[Your goal] Type again, exactly, the lines below from the start through the line that includes "Mark a dot on every instance of the tuxedo".
---- Excerpted data
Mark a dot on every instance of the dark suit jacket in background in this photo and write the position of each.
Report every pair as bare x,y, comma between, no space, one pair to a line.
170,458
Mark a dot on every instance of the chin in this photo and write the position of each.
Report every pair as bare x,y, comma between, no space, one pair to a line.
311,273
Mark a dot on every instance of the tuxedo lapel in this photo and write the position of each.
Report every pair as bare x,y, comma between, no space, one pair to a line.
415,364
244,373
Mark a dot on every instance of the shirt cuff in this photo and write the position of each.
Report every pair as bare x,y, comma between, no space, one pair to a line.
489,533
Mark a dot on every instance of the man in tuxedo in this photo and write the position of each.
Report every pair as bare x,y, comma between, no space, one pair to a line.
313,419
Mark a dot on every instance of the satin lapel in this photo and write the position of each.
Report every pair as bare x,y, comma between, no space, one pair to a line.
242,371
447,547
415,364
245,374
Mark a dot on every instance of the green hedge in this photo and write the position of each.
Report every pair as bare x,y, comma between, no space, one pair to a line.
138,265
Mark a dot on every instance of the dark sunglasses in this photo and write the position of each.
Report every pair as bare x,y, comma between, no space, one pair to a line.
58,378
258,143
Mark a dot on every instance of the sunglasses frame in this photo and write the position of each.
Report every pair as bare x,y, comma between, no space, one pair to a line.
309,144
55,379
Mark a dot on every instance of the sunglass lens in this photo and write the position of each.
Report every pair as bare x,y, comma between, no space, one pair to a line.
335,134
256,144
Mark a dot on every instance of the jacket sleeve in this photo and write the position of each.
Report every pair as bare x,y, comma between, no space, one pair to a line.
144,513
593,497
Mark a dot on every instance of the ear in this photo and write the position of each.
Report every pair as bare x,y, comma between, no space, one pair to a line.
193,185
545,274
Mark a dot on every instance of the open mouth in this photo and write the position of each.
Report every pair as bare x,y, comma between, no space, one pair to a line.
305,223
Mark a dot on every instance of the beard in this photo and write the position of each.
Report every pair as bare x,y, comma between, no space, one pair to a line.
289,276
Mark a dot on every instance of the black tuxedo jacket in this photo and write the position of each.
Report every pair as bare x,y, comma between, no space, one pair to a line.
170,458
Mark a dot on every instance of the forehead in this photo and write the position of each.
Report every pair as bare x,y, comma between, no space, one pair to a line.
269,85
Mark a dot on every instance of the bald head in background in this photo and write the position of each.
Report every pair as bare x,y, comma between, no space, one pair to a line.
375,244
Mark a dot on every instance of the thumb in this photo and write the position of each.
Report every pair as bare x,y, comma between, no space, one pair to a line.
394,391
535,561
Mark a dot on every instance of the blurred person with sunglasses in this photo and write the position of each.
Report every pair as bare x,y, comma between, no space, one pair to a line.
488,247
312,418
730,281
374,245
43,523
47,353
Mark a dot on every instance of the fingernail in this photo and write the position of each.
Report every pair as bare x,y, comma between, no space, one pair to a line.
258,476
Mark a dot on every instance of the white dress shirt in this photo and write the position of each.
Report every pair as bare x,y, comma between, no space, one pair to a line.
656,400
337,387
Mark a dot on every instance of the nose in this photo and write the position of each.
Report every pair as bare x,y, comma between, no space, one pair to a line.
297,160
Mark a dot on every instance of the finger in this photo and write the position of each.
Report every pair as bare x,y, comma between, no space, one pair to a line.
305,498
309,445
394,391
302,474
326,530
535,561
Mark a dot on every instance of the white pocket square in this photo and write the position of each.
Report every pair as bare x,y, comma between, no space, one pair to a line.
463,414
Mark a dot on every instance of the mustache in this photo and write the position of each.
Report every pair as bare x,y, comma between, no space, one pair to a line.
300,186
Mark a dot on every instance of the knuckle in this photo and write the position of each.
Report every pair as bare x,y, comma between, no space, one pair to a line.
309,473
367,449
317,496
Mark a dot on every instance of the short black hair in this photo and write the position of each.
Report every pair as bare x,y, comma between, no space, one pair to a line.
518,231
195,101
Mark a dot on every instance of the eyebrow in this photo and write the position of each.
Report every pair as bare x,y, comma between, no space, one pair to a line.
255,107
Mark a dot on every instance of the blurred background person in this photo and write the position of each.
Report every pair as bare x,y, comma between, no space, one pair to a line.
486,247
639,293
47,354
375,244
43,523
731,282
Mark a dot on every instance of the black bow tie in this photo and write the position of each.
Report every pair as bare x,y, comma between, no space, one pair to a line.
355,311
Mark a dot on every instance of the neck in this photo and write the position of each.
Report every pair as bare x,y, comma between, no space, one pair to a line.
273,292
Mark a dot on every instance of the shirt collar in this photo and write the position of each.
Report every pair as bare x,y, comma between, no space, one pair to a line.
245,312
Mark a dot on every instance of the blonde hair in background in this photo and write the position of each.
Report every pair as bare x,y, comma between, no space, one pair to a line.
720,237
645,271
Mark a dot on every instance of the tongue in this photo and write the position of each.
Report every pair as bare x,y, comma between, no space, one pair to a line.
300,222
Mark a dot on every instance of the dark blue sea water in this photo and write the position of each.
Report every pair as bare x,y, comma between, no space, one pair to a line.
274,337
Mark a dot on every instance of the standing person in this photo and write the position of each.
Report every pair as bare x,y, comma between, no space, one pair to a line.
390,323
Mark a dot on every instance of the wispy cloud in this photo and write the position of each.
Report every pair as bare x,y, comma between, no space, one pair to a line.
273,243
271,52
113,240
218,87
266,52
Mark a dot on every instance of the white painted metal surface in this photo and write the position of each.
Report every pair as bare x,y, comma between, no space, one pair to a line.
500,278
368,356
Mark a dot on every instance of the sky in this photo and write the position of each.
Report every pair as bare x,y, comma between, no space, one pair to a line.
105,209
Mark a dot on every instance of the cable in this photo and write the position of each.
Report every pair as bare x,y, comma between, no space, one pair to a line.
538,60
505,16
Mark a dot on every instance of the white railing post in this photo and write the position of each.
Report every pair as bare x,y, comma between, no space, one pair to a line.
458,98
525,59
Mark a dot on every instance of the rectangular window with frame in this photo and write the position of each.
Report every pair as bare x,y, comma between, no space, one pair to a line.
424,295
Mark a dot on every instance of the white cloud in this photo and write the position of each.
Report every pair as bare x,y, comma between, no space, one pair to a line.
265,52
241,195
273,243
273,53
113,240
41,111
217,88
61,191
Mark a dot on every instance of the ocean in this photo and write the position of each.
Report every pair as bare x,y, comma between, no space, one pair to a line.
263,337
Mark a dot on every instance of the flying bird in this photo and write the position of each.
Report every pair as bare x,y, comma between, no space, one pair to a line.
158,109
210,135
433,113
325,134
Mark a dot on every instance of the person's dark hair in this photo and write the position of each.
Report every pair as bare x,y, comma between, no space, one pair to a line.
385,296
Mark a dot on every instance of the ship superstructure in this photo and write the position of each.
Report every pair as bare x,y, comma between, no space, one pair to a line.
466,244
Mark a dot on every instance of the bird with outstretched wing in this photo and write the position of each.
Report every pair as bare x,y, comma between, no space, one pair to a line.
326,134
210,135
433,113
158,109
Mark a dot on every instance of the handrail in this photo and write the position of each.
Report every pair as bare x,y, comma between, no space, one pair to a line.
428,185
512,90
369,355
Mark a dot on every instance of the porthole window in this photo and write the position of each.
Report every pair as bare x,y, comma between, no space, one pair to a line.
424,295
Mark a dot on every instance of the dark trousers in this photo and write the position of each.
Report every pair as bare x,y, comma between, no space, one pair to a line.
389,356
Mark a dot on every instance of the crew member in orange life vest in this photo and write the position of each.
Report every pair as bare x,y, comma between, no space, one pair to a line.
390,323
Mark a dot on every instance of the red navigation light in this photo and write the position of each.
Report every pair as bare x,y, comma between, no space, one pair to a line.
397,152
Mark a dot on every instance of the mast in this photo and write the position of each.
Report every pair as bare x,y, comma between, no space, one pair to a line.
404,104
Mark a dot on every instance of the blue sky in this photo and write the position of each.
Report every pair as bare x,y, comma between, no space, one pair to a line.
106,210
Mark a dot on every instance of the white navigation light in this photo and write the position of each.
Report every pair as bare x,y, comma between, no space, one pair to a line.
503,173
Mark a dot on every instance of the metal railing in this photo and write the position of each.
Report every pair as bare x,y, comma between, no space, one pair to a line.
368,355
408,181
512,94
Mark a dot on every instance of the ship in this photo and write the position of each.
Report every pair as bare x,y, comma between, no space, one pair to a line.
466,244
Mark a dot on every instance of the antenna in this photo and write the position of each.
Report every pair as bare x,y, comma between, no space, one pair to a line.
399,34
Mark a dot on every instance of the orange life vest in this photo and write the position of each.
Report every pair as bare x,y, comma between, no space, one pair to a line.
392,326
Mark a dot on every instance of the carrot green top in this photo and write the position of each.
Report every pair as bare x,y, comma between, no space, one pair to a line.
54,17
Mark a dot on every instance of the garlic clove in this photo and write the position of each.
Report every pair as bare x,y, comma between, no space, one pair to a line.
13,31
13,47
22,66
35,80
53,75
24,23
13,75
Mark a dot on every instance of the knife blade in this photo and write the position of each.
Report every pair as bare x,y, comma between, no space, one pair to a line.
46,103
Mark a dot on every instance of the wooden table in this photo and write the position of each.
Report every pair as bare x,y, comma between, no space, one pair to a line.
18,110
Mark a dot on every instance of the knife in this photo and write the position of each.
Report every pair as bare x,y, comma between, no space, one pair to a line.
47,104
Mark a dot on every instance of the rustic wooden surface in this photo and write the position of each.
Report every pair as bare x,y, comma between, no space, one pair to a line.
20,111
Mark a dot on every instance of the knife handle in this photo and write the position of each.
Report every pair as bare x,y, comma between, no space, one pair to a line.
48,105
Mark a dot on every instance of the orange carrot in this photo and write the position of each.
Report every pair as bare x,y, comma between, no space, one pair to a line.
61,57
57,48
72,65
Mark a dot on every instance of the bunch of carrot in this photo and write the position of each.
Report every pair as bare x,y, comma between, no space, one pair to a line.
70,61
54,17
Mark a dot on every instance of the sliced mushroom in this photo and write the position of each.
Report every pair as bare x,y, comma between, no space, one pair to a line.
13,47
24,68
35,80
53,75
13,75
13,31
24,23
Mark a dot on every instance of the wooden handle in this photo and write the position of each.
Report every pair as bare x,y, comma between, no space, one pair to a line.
--------
[Answer to this problem]
Mark a dot on every instance of the dark suit jacket in background in this photo and write the position of each.
Report every pair as bare x,y, comma between, no space, one pair to a line.
170,458
Mark a dot on every instance of the chin in this photo and write the position of each.
Report every pair as bare x,y, comma between, no space, one pair to a line.
311,273
Mark a dot on every instance of the tuxedo lapel in this photo and write the position of each.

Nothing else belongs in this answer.